Uzun zamandır aklımda olan, görmek istediğim fakat bir türlü hayata geçiremediğim Uşak gezisi için nihayet somut bir adım atarak bir ay öncesinden biletleri aldım. Yıllar önce Ulubey Kanyon’unun fotoğrafını görüp bir gün mutlaka buraya gitmeliyim demiştim. Peki buranın dışında Uşak’ta ne yapılırdı? Detaylı araştırmalar sonucu burada büyük bir potansiyelin olduğunu gördüm. Antik kenti, eski tarihi köprüleri, doğal güzellikleri, yöresel yemekleri ve müzeleriyle dolu dolu bir gezinin habercisi olduğunu görmem fazla uzun sürmedi. Bölge de yaşayan ve daha önce buraya seyahat edenlerden de edindiğim bilgilerle güzel bir rota oluşturarak gezi zamanını beklemeye başladım.
■ ■ ■ ■ ■
Verilen görev A: Uşak gezisi metnine göre biletler gezi tarihinden ne kadar önce alındı?
Verilen görev B: Uşak gezisi metninin "Uzun zamandır aklımda" ifadesinden "zamanını beklemeye başladım." ifadesine kadar (bu ifade de dahil) olan kısmını, "yöresel yemekleri" ile "geleneksel yemekleri" ifadesinin yerini değiştirerek yeniden yazın.
■ ■ ■ ■ ■
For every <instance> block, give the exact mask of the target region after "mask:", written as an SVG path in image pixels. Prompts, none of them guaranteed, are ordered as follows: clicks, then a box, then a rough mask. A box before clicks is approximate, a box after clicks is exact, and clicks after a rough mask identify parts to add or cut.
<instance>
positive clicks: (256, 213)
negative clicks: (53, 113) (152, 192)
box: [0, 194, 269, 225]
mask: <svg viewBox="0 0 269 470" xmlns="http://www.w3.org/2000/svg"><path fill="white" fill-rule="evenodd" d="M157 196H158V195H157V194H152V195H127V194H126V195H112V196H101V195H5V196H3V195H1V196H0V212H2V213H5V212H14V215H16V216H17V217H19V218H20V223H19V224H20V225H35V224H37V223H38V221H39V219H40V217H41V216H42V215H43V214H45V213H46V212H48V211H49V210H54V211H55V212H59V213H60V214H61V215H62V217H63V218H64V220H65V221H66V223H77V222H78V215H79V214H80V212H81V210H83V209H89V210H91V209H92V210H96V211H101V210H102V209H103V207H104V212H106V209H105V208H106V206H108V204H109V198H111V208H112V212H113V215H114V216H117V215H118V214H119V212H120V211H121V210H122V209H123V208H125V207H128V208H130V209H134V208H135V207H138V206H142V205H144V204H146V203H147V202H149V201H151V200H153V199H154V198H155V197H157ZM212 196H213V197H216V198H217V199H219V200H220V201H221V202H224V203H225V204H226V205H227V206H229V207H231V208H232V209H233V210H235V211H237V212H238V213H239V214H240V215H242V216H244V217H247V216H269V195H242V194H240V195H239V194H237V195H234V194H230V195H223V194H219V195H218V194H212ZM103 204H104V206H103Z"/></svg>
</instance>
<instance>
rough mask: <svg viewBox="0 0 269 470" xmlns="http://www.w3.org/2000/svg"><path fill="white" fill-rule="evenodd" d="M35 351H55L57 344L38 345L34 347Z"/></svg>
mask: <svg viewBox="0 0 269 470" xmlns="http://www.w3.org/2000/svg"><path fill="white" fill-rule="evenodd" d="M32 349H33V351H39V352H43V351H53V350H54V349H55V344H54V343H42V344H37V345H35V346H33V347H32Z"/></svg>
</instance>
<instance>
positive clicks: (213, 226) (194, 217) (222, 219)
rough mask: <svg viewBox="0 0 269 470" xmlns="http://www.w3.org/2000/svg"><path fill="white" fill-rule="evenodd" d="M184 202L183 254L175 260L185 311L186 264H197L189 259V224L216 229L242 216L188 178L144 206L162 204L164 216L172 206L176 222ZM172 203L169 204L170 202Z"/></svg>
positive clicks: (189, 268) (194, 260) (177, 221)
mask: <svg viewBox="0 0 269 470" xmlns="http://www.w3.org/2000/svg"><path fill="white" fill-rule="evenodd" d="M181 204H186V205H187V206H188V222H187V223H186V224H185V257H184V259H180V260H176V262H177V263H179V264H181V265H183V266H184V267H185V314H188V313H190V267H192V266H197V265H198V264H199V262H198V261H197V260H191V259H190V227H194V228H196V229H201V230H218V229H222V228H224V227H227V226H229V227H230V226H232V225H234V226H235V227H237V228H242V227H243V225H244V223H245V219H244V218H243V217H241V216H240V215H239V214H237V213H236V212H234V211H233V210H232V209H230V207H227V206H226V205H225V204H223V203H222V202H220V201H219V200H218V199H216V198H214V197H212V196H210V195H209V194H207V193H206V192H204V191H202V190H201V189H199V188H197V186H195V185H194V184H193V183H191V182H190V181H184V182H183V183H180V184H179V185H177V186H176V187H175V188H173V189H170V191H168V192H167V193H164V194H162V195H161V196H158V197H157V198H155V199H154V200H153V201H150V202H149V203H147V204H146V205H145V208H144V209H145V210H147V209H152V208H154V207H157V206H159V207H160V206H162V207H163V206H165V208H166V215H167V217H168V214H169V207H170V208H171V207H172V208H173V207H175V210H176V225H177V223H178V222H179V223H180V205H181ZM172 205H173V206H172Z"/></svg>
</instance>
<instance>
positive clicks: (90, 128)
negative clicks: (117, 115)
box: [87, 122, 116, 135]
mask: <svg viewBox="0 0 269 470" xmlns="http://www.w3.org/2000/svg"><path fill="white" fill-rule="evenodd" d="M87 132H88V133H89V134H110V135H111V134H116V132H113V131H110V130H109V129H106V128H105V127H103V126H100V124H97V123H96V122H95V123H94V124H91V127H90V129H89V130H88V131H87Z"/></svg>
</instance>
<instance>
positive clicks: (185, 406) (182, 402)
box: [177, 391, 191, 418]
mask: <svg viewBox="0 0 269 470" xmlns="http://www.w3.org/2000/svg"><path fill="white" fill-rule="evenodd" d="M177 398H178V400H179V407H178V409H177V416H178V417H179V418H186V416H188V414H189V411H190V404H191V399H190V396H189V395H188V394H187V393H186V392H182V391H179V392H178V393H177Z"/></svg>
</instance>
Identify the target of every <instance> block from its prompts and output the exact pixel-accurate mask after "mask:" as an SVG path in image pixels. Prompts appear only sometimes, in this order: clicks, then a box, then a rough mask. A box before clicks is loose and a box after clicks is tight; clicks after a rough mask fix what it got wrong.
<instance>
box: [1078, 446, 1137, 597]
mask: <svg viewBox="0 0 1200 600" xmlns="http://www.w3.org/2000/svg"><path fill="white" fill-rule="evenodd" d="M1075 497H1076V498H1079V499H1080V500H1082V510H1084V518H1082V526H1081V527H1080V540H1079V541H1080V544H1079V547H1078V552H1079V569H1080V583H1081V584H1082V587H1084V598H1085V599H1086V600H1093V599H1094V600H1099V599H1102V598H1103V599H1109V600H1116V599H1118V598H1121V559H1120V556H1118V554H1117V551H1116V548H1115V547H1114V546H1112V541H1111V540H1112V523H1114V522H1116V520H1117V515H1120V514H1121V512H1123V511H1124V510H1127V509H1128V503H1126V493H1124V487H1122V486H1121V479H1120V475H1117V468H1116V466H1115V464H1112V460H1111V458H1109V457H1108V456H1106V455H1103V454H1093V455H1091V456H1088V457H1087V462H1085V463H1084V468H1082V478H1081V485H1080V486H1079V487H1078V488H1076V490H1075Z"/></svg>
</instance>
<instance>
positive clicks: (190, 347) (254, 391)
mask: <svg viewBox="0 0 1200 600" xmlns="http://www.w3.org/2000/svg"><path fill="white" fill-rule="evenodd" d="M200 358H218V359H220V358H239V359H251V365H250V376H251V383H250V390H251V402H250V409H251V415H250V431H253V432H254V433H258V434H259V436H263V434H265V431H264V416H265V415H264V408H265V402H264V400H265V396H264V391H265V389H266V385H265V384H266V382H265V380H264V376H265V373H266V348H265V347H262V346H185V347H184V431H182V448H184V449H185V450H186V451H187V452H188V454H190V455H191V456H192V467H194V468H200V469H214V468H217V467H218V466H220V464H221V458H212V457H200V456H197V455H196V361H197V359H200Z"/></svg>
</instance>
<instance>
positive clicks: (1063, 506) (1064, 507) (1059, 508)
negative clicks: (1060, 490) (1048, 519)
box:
■ ■ ■ ■ ■
Nihai yanıt A: Bir ay öncesinden.

Nihai yanıt B:
Uzun zamandır aklımda olan, görmek istediğim fakat bir türlü hayata geçiremediğim Uşak gezisi için nihayet somut bir adım atarak bir ay öncesinden biletleri aldım. Yıllar önce Ulubey Kanyon’unun fotoğrafını görüp bir gün mutlaka buraya gitmeliyim demiştim. Peki buranın dışında Uşak’ta ne yapılırdı? Detaylı araştırmalar sonucu burada büyük bir potansiyelin olduğunu gördüm. Antik kenti, eski tarihi köprüleri, doğal güzellikleri, geleneksel yemekleri ve müzeleriyle dolu dolu bir gezinin habercisi olduğunu görmem fazla uzun sürmedi. Bölge de yaşayan ve daha önce buraya seyahat edenlerden de edindiğim bilgilerle güzel bir rota oluşturarak gezi zamanını beklemeye başladım.